• **Provided text**
-- Start --

Every dome kit manufacture has a web site nowadays. Look at their pictures and see how many people it takes and how big their components are. Not even the experienced construction person wants to handle a 300 pound plywood hexagon 20 feet in the air. How many days can you afford 600$ for the crane and operator.
 
Putting the frame up is not the only phase of construction to be concerned about. Fifteen and twenty sided foundations are always fun for even experienced form carpenters. Exterior sheathing and roofing can be a challenge if your triangles are out of alignment which is very common on the bolt together steel hub design. Even a quarter or half inch can cause real headaches and a rise in construction cost.
 
On the 3V buildings the triangles are 7 to 10 feet tall. On a 4V building the triangles are 4 to 6 feet tall. The smaller triangles are much easier to handle when doing the out side plywood sheathing or inside drywall.
 
I don't believe there is any structures prettier and more spectacular inside than the dome building. After 40 years building I find boxes to be very boring. They do have their advantages. They tow down the highway pretty fare and you can stack them side by side.
The two greatest problems facing any structural design engineer is weight and compression from gravitational pull and shear quality against wind loads and earth quacks. The spherical shaped structures and domes will always have the advantage over the square or box shaped structures.

As the spherical structures become lighter and stronger with height the rectangular shape becomes weaker. The triangle is the strongest geometric shape and the triangulated sphere the strongest structure. The weakest area on any rectangular or spherical structure is closest to the ground or foundation. With this thought in mind the worst structural engineering idea is to put a rectangular wall at the base of a triangulated sphere. To properly incorporative a rectangular riser walls under a geodesic dome you must take the time to change all the geometric history to integrate square walls under the triangulated sphere.

One of the construction challenges to the 3 frequency icosahedrons is it has no flat line (horizontal great circle near the hemisphere) to attach to the foundation and a rectangular riser wall is used by most dome building manufactures. The use of a separate independent rectangular riser wall completely undermines the structural integrity of the triangulated spherical structure (Geodesic Dome Truss).

-- End --

• **What the exercise asks**
Using the dome construction text, mark each statement yes or no, quoting the deciding words: (a) On a 4V building the triangles are 7 to 10 feet tall. (b) The triangle is called the strongest geometric shape. (c) Triangles being out of alignment is very common on the bolt together steel hub design.

[Stored items]
-- Start --

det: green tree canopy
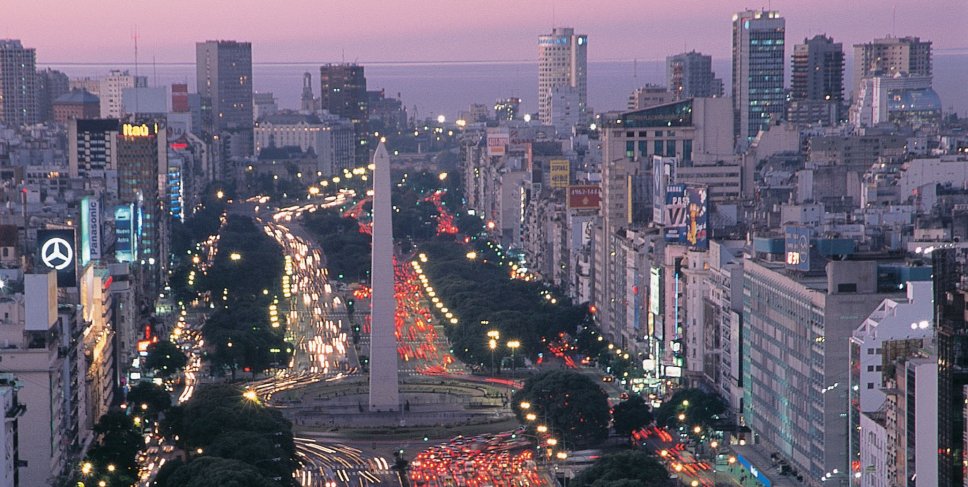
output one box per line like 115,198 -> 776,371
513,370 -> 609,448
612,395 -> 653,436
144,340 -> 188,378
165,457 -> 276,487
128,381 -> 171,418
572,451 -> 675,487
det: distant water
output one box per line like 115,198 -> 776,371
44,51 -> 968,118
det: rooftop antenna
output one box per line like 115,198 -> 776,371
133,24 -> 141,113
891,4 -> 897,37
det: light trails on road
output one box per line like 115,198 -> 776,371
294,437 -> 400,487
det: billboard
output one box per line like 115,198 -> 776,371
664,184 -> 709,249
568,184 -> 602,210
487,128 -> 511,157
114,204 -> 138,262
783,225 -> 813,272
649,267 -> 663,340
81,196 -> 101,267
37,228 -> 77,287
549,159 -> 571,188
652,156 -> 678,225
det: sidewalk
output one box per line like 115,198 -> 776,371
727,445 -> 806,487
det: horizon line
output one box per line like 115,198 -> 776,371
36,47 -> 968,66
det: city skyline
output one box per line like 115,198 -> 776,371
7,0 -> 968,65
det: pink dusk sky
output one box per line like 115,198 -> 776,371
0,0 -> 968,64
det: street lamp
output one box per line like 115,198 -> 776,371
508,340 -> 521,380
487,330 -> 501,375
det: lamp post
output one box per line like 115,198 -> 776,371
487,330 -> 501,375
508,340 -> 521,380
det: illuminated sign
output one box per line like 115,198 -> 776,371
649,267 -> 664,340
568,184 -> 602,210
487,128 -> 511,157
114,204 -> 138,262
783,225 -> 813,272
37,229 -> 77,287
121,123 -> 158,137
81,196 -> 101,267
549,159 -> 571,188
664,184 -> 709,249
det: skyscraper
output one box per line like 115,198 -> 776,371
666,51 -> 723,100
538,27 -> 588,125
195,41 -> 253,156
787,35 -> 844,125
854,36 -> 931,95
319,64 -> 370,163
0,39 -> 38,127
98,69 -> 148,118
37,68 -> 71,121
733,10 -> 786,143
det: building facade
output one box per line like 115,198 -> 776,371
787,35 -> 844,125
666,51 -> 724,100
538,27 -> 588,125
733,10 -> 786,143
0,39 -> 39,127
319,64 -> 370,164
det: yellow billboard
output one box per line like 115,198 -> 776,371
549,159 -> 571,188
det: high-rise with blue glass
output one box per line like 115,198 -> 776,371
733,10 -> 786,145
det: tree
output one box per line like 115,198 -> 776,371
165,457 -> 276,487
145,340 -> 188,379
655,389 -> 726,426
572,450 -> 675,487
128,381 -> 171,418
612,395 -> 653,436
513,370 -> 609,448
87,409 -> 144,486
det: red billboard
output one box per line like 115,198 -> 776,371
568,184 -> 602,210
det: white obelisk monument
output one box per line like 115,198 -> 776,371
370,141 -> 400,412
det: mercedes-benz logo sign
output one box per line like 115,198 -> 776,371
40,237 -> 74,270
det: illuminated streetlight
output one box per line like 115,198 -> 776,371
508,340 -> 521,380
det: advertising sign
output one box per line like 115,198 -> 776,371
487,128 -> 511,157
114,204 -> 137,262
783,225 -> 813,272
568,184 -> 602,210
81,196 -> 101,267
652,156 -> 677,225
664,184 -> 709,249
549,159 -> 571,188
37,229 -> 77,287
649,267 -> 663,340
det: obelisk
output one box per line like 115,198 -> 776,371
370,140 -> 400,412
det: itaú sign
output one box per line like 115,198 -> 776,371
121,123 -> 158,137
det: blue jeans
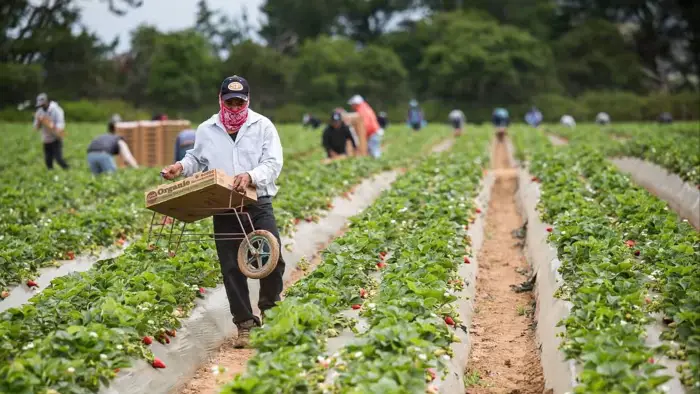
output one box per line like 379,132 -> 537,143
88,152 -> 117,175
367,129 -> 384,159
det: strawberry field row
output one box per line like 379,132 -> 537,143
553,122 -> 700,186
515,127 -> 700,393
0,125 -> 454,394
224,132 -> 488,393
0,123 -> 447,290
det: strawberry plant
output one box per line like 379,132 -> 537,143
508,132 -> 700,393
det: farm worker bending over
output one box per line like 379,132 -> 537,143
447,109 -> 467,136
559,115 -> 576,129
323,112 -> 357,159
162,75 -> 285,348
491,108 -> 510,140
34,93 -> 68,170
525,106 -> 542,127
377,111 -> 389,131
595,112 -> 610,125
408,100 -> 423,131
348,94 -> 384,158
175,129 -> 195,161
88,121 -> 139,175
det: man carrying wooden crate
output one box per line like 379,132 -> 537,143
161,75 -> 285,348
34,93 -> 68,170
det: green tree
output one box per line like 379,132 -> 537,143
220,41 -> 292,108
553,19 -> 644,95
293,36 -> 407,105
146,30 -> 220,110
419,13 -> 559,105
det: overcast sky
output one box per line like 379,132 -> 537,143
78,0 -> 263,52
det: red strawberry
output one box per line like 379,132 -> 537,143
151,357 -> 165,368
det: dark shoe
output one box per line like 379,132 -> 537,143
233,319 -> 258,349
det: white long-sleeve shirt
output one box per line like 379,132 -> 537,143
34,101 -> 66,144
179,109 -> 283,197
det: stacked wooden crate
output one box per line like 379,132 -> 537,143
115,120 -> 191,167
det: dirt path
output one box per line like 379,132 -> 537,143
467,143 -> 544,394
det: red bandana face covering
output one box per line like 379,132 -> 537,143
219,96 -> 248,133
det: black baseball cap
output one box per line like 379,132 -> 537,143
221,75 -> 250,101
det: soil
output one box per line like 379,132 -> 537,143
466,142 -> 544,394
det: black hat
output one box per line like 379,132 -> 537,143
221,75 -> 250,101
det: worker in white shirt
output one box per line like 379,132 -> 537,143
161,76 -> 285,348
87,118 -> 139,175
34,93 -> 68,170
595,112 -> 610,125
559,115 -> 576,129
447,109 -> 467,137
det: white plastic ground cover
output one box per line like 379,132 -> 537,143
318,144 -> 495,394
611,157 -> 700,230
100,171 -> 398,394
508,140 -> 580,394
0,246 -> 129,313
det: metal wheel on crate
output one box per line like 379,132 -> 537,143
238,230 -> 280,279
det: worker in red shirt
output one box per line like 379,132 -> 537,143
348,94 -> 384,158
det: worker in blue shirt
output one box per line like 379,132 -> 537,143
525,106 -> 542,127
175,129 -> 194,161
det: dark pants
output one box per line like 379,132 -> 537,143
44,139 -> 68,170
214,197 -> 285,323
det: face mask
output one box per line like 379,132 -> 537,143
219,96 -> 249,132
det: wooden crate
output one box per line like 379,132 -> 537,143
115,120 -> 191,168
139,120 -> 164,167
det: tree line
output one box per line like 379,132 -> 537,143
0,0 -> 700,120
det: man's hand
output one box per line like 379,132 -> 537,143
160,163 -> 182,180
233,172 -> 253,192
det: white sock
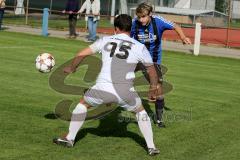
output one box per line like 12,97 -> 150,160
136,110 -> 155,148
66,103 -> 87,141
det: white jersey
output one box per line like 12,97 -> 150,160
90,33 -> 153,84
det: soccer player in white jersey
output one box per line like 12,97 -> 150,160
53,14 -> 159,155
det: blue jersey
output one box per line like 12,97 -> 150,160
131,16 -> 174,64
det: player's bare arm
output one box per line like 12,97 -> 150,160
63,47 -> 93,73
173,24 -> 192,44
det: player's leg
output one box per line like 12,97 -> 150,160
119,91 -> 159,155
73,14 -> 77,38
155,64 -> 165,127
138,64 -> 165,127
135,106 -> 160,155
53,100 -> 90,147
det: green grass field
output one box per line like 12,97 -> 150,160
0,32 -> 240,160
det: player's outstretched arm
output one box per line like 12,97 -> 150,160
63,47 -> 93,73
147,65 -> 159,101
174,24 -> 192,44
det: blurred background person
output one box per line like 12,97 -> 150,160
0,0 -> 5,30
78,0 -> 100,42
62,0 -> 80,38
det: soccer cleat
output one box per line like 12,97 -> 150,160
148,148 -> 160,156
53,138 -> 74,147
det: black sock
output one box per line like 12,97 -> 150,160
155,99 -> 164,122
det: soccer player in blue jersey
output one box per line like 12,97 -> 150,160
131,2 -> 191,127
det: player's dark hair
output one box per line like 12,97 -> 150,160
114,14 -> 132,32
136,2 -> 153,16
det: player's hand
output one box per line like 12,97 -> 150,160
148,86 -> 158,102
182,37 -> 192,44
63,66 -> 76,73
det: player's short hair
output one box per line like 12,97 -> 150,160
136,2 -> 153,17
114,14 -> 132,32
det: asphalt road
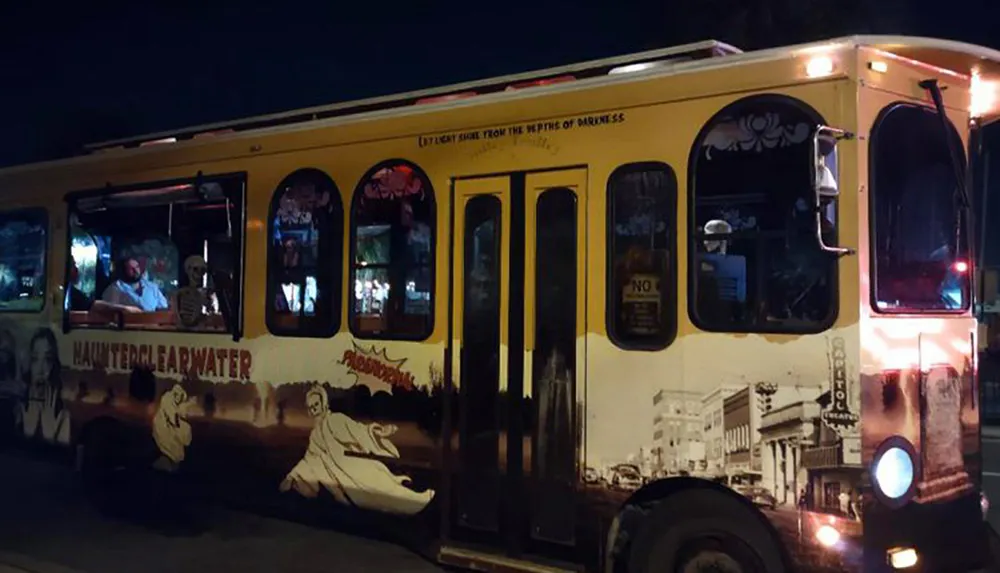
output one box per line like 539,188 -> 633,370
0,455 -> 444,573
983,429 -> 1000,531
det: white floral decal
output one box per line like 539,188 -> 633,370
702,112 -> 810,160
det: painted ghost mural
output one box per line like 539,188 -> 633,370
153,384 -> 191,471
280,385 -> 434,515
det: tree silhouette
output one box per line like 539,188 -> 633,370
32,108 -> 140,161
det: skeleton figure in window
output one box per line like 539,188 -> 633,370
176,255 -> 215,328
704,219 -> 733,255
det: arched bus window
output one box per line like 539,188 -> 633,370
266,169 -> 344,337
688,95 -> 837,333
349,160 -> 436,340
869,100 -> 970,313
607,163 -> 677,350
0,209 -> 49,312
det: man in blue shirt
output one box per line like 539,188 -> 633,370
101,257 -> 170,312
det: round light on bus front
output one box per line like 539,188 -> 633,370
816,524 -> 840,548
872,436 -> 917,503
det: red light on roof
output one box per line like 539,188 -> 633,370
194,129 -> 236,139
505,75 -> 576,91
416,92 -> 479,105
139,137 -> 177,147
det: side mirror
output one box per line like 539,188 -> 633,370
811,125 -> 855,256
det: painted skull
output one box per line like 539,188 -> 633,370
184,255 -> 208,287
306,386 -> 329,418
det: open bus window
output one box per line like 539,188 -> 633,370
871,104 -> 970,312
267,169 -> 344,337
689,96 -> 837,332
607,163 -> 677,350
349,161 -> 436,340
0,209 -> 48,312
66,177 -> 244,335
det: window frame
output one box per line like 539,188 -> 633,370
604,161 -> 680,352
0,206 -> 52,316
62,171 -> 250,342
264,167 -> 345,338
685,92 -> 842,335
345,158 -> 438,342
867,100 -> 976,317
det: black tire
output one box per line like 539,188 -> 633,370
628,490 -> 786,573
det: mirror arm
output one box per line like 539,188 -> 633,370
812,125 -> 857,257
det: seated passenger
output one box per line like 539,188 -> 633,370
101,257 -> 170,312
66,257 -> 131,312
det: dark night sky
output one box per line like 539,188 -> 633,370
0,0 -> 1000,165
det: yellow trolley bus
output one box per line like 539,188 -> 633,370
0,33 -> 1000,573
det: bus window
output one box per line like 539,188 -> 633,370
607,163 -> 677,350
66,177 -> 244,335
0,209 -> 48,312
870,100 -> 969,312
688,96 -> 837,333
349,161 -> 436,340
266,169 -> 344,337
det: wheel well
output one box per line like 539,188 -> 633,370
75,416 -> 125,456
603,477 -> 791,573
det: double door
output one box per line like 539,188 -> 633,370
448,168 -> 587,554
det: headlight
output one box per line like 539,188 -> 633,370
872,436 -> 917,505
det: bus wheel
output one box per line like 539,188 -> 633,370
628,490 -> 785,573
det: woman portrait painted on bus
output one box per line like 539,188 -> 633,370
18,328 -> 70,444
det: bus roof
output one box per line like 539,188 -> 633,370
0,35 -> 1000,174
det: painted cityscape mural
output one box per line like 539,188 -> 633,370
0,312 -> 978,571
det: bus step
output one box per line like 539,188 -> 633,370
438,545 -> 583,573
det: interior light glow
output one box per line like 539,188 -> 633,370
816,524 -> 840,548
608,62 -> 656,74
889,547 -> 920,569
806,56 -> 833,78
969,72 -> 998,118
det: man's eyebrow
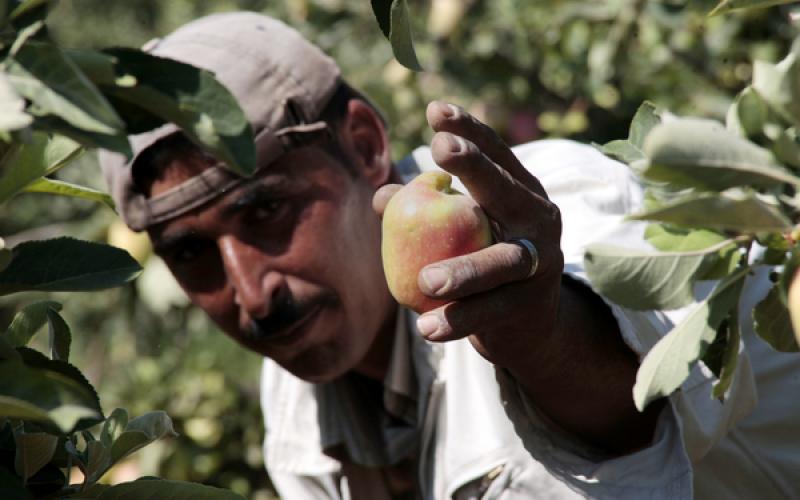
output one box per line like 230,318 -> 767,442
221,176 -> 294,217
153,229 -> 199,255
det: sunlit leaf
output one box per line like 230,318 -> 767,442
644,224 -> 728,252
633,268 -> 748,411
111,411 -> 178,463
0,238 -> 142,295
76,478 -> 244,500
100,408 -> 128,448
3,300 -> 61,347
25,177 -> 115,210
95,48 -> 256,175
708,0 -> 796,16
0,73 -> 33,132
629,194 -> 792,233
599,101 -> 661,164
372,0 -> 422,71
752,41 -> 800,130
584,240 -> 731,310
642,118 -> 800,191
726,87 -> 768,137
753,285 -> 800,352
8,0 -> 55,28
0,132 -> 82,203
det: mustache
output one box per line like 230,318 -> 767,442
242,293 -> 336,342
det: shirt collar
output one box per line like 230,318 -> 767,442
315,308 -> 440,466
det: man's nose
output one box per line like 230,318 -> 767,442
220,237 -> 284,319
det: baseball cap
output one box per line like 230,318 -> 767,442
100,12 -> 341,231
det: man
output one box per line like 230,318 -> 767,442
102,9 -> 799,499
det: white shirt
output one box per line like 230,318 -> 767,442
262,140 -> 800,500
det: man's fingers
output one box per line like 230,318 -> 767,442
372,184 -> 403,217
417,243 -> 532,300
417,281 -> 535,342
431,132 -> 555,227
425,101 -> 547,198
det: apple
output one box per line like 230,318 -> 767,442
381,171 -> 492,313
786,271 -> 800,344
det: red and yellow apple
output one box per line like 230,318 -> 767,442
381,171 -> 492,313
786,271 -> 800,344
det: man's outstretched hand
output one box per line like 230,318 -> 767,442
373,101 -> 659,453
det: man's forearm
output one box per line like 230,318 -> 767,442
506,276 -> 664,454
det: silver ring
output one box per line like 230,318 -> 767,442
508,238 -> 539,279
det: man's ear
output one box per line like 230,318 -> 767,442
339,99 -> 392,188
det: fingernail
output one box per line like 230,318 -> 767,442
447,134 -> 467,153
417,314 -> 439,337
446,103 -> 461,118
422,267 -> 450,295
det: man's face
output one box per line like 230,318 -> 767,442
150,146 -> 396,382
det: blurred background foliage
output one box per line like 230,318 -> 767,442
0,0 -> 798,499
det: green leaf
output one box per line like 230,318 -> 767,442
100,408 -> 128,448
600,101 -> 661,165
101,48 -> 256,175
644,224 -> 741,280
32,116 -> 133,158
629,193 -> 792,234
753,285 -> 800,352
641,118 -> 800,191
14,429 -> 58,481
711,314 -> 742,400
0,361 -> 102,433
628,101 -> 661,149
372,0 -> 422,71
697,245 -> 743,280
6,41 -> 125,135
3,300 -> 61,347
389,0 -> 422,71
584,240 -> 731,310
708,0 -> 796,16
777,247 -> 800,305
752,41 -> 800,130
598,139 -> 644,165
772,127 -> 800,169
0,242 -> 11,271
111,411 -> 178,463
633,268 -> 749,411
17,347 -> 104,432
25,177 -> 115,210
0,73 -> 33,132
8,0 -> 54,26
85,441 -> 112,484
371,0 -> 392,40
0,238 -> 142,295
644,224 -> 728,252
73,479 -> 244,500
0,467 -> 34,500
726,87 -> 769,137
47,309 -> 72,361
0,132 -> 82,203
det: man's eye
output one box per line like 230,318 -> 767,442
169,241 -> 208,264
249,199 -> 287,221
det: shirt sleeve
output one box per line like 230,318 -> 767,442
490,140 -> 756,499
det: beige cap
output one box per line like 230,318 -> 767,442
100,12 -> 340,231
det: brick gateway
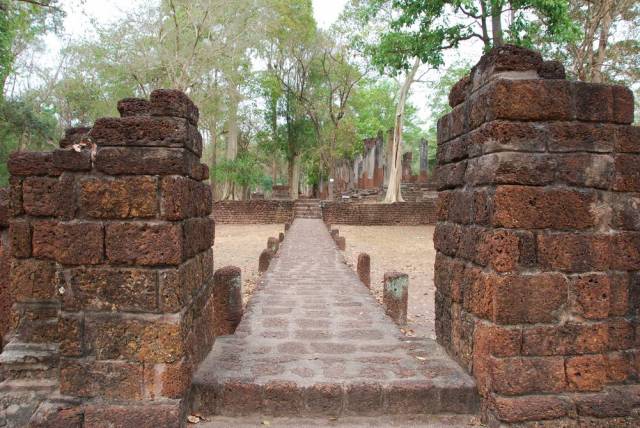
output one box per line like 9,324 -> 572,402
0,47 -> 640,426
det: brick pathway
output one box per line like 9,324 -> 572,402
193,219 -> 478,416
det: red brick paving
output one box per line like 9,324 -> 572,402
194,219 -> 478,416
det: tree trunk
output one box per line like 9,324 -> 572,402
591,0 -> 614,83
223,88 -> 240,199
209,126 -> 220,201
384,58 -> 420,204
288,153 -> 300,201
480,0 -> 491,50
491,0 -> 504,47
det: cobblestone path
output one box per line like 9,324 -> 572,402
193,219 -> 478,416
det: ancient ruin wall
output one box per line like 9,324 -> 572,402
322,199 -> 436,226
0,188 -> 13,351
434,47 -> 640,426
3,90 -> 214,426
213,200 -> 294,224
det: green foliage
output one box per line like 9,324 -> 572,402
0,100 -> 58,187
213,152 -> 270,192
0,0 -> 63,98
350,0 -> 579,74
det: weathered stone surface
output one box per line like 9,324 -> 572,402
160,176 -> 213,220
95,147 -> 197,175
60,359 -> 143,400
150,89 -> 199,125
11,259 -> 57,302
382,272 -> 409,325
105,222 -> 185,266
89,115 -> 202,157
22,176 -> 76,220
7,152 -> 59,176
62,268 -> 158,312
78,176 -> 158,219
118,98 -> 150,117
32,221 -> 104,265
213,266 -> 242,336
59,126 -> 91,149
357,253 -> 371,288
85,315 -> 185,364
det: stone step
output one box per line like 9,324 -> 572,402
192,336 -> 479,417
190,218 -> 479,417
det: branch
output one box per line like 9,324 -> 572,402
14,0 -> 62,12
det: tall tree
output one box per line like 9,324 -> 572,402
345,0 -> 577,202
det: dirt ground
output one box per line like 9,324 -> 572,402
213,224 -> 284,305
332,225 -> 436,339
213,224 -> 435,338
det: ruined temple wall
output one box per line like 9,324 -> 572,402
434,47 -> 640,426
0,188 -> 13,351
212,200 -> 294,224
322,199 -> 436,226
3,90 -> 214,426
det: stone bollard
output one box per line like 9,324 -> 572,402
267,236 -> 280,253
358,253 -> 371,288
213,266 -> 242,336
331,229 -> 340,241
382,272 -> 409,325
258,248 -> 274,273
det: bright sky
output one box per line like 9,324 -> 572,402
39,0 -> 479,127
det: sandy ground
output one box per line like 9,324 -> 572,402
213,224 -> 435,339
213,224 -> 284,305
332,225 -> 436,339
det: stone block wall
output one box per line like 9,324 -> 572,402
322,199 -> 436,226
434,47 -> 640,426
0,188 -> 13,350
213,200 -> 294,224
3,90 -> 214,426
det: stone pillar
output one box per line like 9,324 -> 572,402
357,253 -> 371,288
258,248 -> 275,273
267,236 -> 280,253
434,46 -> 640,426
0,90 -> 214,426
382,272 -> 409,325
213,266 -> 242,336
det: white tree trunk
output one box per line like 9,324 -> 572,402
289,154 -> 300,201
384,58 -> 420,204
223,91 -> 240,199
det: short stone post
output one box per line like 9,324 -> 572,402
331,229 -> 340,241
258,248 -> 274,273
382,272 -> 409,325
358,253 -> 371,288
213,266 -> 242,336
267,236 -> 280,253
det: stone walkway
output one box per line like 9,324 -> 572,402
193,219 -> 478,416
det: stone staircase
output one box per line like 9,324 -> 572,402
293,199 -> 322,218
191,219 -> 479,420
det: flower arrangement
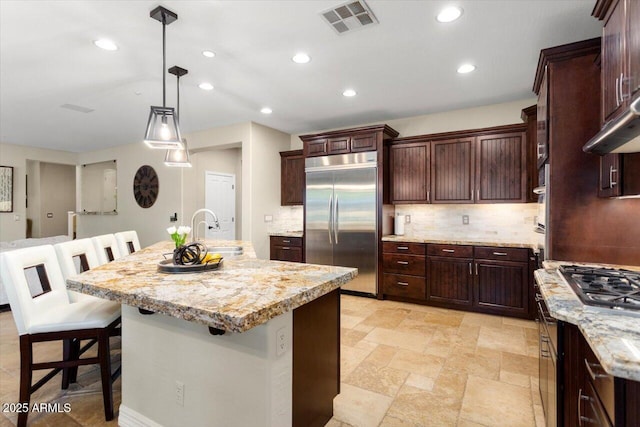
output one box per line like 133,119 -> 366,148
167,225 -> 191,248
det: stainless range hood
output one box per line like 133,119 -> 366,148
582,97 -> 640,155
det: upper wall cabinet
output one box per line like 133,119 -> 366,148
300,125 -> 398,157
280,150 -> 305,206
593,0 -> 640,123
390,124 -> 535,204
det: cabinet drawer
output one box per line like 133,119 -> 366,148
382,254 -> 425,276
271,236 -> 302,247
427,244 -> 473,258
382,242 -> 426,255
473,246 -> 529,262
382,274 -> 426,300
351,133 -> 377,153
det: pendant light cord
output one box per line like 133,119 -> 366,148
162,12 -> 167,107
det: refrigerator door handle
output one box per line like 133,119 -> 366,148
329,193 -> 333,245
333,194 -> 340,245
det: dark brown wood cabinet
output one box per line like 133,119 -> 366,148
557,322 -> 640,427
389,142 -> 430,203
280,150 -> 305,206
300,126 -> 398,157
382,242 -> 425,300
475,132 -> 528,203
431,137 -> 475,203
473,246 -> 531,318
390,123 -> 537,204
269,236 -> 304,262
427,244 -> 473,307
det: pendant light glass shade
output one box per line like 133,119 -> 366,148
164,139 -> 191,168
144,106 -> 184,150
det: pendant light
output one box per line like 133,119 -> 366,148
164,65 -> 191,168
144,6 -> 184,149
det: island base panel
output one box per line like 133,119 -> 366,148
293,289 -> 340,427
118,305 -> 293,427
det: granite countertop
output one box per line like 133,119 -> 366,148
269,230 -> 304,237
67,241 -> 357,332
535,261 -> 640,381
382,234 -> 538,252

-- End --

• **Answer to this task**
(a) No: "On a 4V building the triangles are 4 to 6 feet tall."
(b) Yes: "The triangle is the strongest geometric shape"
(c) Yes: "Exterior sheathing and roofing can be a challenge if your triangles are out of alignment which is very common on the bolt together steel hub design."